Texto de leitura
A possibilidade do porte de armas pessoais é um tema muito presente entre as questões que envolvem a segurança pública no Brasil. O direito de segurança pública é constitucionalmente garantido e um dever do Estado que, através de seus órgãos, deve assegurar a preservação da ordem pública e da incolumidade das pessoas e do patrimônio, conforme dispõe o caput do artigo 144 da Constituição Federal. Vejamos:

“Art. 144. A segurança pública, dever do Estado, direito e responsabilidade de todos, é exercida para a preservação da ordem pública e da incolumidade das pessoas e do patrimônio, através dos seguintes órgãos” (…)

Não obstante o importante papel do Estado, é certo que a população ainda se preocupa bastante com sua segurança, principalmente em razão dos altos índices de criminalidade do país. Assim, o resultado não poderia ser outro senão o desejo recorrente dos cidadãos pela adoção de medida acessória e suplementar, consistente, no caso, no porte de armas de fogo.

No Brasil, por sua vez, ainda que seja alta a demanda mencionada, a possibilidade de se conseguir uma autorização para porte e posse de armas de fogo é muito restrita e um tanto complicada.

Os advogados também estão no grupo de quem possui grande interesse na aquisição deste instrumento de proteção pessoal. Tal fato não nos surpreende, e dá-se em razão de praticamente dois fatores: a) o temor normalmente existente em razão dos índices de criminalidade; e b) o risco inerente ao próprio exercício da profissão.

Pois bem. O principal diploma jurídico que rege a questão em comento é a Lei nº 10.826/2003, popularmente conhecida como “Estatuto do Desarmamento”.

Inicialmente, importante destacar a seguinte diferenciação; o porte é a possibilidade de transitar legalmente com arma registrada, podendo mantê-la em sua residência ou trabalho; e a posse é a possibilidade de mantê-la legalmente, com o devido registro, dentro de casa ou do trabalho.

Dados fornecidos
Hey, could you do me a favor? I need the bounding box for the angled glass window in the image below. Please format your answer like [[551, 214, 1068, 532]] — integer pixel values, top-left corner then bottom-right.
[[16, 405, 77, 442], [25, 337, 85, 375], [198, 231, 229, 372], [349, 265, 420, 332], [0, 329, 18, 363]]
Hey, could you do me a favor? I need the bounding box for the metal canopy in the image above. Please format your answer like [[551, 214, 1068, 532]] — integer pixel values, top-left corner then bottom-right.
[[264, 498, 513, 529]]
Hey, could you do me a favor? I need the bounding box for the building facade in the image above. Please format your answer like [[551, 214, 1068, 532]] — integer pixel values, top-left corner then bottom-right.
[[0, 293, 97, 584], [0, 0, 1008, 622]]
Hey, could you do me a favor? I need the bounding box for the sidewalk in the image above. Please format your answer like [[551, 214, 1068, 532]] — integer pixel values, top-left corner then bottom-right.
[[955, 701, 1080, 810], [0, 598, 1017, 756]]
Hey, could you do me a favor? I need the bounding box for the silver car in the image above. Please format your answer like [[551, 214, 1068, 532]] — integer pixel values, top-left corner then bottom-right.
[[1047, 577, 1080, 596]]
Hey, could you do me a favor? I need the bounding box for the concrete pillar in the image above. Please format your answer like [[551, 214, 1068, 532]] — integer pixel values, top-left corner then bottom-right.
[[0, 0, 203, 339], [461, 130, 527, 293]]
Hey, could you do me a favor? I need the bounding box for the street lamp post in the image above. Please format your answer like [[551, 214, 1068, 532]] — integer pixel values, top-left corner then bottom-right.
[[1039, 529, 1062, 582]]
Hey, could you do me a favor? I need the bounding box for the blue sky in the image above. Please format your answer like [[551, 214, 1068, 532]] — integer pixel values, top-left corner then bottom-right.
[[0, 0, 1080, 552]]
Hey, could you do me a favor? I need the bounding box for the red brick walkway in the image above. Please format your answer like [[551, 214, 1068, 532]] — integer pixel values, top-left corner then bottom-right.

Objetivos
1. Reproduza o trecho do texto sobre porte de armas, começando em "Inicialmente, importante destacar" e seguindo até "ou do trabalho.".
2. Retome o texto sobre o porte de armas no Brasil a partir da última frase apresentada, dando continuidade à exposição.

Resultados do exercício
1.
Inicialmente, importante destacar a seguinte diferenciação; o porte é a possibilidade de transitar legalmente com arma registrada, podendo mantê-la em sua residência ou trabalho; e a posse é a possibilidade de mantê-la legalmente, com o devido registro, dentro de casa ou do trabalho.

2.
Ou seja, é indispensável que haja a autorização tanto para transitar com a arma, bem como para possuí-la. Ambas as situações somente estarão dentro da legalidade se concedidas pelo Estado, junto à Polícia Federal.

Tal autorização depende do preenchimento de requisitos cumulativos constantes do “Estatuto do Desarmamento” e demais normas regulamentadoras. Uma vez reunidos, deve o interessado direcionar seu pedido à Polícia Federal ou ao Exército que, através de processo administrativo – via online, na maior parte das vezes, – realizarão sua respectiva avaliação.

Os requisitos para o porte de arma de fogo estão os indicados nos artigos 4º, 6º e 10º do mencionado diploma, e são eles: a) demonstração da efetiva necessidade por exercício de atividade profissional de risco ou de ameaça à sua integridade física; b) documentação de propriedade de arma de fogo e devidamente registrada no órgão competente (Sistema Nacional de Armas – SINARM); c)  comprovação de idoneidade, certidões negativas de antecedentes criminais (Justiça Federal, Estadual, Militar e Eleitoral); d) não estar respondendo a inquérito policial ou processo criminal; e) ocupação lícita; f) residência certa; g) capacidade técnica; h) aptidão psicológica; e i) não ocupar as situações indicadas no artigo 6º do “Estatuto do Desarmamento”.

Ou seja, prevalece a ideia de que o sistema busca apenas gratificar com tal possibilidade o sujeito de idoneidade e capacidade geral.

O Delegado da Polícia Federal, por sua vez, ao receber o pedido, faz uma análise discricionária quanto a possibilidade de concessão do porte. É neste momento que, para muitos, surge o maior empecilho para a concessão, eis que relacionada ao requisito mais criticado entre os profissionais: a subjetividade da análise quanto a efetiva necessidade e/ou real existência de risco ou ameaça.

Para muitos, a mudança da composição do Poder Executivo (2018) trouxe esperança para a flexibilização dessas regras, porém, já não é mais o que acontece atualmente.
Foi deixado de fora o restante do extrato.